- [Stated problem]
Exactly reproduce the line containing "the yellow pollen" together with every line after it, through the end of the entries, and give nothing more.

Dataset items:
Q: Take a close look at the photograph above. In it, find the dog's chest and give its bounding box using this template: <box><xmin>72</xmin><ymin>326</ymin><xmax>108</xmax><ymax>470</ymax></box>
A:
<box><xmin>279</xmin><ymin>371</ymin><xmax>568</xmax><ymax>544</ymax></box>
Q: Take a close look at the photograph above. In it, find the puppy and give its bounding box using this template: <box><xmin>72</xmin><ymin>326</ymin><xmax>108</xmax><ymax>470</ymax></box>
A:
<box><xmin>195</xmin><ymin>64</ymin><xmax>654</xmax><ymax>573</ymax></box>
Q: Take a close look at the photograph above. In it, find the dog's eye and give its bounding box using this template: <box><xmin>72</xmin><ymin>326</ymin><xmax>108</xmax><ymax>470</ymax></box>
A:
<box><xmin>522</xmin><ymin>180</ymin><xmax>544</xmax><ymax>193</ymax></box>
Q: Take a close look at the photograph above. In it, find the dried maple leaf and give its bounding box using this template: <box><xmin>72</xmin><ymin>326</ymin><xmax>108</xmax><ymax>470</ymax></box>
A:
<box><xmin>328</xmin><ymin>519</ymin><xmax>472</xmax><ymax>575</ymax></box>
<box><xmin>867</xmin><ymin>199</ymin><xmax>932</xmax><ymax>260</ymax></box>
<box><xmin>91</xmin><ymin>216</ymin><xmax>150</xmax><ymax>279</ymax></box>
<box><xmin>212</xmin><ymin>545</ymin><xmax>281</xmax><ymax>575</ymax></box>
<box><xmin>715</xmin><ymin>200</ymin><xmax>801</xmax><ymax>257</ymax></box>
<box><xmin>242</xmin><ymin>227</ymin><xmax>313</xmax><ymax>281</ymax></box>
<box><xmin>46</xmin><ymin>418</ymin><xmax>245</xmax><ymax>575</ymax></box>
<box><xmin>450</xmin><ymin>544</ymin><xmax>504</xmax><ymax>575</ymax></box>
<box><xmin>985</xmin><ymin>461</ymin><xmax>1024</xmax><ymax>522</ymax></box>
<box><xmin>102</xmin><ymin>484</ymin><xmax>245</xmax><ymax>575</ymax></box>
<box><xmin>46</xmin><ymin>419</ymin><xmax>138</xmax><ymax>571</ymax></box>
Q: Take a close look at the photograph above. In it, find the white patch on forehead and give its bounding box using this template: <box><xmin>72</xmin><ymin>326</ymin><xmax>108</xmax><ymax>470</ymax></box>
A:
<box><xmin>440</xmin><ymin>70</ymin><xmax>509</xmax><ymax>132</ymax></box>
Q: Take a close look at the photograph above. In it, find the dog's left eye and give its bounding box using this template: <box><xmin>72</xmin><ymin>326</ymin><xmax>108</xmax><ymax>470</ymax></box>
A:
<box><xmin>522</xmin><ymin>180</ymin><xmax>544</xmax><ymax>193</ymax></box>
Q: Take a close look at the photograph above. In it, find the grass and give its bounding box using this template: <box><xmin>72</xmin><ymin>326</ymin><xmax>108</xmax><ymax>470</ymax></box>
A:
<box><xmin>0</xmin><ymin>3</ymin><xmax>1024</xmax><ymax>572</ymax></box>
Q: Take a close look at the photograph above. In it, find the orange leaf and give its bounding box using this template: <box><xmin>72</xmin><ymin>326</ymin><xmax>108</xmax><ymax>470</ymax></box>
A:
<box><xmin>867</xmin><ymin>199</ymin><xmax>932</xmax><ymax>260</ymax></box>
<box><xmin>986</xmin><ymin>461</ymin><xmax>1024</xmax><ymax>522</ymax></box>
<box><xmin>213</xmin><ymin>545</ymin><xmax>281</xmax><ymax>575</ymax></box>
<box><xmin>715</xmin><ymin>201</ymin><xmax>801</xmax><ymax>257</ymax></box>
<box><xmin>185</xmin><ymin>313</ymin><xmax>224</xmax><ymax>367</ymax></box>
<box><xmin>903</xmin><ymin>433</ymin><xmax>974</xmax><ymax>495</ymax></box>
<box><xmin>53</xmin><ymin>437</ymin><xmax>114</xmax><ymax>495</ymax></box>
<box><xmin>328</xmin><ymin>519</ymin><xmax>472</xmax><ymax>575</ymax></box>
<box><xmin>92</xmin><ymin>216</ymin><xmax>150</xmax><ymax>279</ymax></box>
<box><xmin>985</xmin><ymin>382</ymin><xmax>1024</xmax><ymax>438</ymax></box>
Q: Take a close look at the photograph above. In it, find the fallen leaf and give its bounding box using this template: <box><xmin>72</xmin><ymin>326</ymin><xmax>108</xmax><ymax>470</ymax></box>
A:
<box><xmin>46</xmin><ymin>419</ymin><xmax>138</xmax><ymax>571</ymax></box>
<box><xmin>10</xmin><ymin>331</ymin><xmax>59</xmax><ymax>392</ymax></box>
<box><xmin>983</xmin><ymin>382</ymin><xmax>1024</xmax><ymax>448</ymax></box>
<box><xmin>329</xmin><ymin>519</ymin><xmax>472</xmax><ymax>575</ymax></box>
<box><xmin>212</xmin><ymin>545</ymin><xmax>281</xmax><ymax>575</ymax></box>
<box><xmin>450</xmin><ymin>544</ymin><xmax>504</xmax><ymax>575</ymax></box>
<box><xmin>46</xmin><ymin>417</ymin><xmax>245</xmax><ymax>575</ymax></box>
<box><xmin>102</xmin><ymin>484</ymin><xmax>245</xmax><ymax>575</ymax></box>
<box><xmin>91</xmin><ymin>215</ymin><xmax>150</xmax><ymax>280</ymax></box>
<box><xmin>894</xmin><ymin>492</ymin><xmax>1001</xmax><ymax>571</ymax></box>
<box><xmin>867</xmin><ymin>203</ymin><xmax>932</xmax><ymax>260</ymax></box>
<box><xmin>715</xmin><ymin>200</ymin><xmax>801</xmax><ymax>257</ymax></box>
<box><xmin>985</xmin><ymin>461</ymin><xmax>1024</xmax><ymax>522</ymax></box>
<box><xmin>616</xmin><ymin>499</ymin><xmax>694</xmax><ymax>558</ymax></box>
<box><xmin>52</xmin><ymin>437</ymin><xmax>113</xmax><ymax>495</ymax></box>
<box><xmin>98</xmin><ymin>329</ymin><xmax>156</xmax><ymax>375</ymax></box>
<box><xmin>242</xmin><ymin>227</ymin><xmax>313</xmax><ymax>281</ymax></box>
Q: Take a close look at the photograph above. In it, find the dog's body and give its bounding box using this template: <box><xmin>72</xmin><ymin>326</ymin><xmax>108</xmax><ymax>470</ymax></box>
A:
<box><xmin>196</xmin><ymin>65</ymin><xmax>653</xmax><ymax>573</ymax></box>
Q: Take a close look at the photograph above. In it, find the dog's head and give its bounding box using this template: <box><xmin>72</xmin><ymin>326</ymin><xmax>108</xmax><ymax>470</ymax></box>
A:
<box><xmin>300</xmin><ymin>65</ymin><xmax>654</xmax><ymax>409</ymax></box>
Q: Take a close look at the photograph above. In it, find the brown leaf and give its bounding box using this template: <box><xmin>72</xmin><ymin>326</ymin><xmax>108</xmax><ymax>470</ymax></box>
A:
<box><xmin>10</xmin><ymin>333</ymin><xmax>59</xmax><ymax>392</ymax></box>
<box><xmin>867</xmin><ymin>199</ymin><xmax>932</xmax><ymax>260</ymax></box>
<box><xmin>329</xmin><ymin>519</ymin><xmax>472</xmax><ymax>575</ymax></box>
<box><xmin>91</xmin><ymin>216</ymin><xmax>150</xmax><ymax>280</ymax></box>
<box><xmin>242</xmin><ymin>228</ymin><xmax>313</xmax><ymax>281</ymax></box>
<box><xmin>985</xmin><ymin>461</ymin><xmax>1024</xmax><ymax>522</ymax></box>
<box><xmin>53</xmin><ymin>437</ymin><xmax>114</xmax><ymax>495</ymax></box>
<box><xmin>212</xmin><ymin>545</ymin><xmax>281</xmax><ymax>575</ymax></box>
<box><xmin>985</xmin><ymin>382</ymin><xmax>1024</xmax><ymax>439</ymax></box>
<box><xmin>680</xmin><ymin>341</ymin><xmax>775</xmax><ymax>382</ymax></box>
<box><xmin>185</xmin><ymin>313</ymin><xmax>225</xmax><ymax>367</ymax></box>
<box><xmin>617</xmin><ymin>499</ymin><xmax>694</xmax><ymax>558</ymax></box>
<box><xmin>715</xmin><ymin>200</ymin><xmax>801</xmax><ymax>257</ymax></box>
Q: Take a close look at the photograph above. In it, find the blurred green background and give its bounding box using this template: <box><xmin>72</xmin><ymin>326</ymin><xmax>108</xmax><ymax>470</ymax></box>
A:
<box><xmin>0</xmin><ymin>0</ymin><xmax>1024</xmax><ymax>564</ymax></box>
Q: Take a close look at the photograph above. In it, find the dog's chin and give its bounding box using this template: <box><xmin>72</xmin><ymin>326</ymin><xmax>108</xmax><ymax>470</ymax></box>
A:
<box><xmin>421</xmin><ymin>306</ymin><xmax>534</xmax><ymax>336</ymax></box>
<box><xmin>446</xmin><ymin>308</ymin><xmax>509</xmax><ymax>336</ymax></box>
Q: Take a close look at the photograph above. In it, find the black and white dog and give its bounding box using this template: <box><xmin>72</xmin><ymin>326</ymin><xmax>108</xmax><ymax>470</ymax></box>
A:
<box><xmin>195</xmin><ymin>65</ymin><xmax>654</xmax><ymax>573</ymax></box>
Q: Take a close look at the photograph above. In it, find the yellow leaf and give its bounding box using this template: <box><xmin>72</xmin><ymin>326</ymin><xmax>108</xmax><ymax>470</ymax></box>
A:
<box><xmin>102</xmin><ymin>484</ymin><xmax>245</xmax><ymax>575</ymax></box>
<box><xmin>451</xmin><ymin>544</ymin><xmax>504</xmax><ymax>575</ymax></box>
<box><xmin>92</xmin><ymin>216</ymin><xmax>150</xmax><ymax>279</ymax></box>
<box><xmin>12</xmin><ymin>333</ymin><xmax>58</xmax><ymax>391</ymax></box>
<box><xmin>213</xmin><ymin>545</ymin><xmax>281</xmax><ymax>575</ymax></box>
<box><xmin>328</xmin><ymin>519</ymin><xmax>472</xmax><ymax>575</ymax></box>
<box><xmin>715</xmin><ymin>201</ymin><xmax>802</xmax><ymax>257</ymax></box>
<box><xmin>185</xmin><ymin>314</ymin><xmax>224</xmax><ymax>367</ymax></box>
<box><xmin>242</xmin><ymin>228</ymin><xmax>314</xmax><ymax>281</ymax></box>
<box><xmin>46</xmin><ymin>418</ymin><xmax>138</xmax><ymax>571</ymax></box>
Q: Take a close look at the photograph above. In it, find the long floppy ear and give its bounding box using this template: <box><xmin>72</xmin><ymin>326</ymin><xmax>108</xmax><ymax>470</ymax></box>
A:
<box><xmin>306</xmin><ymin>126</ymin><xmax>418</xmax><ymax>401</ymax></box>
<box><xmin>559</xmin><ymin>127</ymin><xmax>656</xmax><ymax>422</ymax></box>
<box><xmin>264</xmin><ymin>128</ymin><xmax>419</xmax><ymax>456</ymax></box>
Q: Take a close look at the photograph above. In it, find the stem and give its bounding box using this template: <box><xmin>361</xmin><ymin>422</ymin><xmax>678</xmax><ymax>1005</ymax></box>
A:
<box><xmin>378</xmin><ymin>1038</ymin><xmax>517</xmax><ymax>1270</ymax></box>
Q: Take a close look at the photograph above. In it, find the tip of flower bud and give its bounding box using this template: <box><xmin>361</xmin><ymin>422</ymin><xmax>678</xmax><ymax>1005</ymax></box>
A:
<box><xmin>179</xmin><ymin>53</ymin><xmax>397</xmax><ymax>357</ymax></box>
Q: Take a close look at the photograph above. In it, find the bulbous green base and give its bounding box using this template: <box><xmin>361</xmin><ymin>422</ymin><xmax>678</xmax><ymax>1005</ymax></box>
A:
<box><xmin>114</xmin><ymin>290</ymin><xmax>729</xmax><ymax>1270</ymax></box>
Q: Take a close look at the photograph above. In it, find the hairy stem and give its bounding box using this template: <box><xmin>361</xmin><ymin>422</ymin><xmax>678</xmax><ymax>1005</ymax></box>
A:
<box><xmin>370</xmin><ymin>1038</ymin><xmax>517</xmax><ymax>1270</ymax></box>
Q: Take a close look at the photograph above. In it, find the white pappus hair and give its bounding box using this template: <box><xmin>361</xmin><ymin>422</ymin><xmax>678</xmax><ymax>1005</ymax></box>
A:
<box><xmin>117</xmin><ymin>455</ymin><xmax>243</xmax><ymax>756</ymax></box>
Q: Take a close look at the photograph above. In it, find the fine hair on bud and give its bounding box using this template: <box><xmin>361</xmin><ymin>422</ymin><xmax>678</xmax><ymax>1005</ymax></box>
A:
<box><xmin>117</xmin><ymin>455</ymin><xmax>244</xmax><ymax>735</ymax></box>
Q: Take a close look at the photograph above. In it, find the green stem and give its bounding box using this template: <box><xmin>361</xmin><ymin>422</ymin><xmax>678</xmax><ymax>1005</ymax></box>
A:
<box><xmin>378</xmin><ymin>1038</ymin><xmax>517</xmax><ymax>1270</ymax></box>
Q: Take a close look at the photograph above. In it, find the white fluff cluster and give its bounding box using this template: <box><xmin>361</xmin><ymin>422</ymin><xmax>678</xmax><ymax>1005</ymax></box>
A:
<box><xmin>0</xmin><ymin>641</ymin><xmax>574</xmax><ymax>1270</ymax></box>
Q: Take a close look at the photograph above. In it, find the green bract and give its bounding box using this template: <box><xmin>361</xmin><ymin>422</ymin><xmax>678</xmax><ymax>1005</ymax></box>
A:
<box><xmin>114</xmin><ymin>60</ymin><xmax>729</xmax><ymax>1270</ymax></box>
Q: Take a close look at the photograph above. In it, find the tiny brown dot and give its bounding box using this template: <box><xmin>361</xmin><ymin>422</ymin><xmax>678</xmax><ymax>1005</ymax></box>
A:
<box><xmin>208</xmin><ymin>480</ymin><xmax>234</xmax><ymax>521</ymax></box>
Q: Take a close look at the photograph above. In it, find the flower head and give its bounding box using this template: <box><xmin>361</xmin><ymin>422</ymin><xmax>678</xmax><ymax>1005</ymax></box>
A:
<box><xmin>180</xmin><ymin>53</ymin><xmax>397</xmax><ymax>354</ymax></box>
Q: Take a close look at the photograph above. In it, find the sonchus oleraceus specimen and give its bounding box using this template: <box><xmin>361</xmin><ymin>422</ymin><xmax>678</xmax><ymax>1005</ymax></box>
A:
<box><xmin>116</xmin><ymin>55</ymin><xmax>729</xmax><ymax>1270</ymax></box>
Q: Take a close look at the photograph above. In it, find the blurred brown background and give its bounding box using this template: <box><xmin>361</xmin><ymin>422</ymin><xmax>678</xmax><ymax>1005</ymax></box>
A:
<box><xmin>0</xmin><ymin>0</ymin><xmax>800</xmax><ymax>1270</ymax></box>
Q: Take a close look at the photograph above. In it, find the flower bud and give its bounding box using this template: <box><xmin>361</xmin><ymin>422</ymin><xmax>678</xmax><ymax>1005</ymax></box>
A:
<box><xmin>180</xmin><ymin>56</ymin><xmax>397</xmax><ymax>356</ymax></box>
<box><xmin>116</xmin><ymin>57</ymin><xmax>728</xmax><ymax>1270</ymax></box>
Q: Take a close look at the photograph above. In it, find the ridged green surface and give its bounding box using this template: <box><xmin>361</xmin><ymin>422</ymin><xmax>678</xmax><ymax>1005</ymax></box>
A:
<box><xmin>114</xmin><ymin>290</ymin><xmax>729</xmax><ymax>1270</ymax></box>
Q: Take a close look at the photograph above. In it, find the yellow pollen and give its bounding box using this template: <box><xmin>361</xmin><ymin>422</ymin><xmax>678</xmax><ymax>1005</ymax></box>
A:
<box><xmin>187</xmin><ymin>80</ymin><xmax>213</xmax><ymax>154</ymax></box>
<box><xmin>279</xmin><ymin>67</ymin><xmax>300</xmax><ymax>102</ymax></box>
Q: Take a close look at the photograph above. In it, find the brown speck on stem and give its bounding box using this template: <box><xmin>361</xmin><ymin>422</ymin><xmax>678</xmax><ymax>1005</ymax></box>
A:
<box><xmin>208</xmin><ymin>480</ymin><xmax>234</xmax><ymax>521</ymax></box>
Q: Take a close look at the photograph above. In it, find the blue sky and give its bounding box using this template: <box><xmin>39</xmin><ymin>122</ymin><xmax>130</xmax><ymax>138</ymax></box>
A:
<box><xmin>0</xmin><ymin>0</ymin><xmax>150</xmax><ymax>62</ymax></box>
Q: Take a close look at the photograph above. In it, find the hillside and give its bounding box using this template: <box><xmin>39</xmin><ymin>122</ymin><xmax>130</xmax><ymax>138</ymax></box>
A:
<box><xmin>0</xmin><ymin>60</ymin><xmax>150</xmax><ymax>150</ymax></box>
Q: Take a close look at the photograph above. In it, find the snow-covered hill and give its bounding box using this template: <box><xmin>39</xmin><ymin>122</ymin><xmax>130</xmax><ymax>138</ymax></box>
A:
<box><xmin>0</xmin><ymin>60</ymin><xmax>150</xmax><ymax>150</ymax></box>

- [Worked answer]
Q: Take a close look at the photograph above. In it, find the yellow pollen and give its bounding box using this template: <box><xmin>361</xmin><ymin>422</ymin><xmax>678</xmax><ymax>1005</ymax></box>
A:
<box><xmin>187</xmin><ymin>80</ymin><xmax>213</xmax><ymax>154</ymax></box>
<box><xmin>279</xmin><ymin>67</ymin><xmax>300</xmax><ymax>102</ymax></box>
Q: Take a close look at the photograph above. In it, find the brown speck on stem and give its bounding box using this template: <box><xmin>361</xmin><ymin>422</ymin><xmax>678</xmax><ymax>1005</ymax></box>
A:
<box><xmin>208</xmin><ymin>480</ymin><xmax>234</xmax><ymax>521</ymax></box>
Q: Take a close look at the photograph above. In it, find the blue sky and give its bounding box using this template: <box><xmin>39</xmin><ymin>122</ymin><xmax>130</xmax><ymax>138</ymax></box>
A:
<box><xmin>0</xmin><ymin>0</ymin><xmax>150</xmax><ymax>62</ymax></box>
Q: Take a close look at the photograph above. In it, find the hillside and give its bounding box using this template: <box><xmin>39</xmin><ymin>122</ymin><xmax>130</xmax><ymax>138</ymax></box>
A:
<box><xmin>0</xmin><ymin>60</ymin><xmax>150</xmax><ymax>150</ymax></box>
Q: Take a close look at the photograph above. In it, find the snow-covered hill and give its bounding box using this template: <box><xmin>39</xmin><ymin>122</ymin><xmax>130</xmax><ymax>138</ymax></box>
A:
<box><xmin>0</xmin><ymin>60</ymin><xmax>150</xmax><ymax>150</ymax></box>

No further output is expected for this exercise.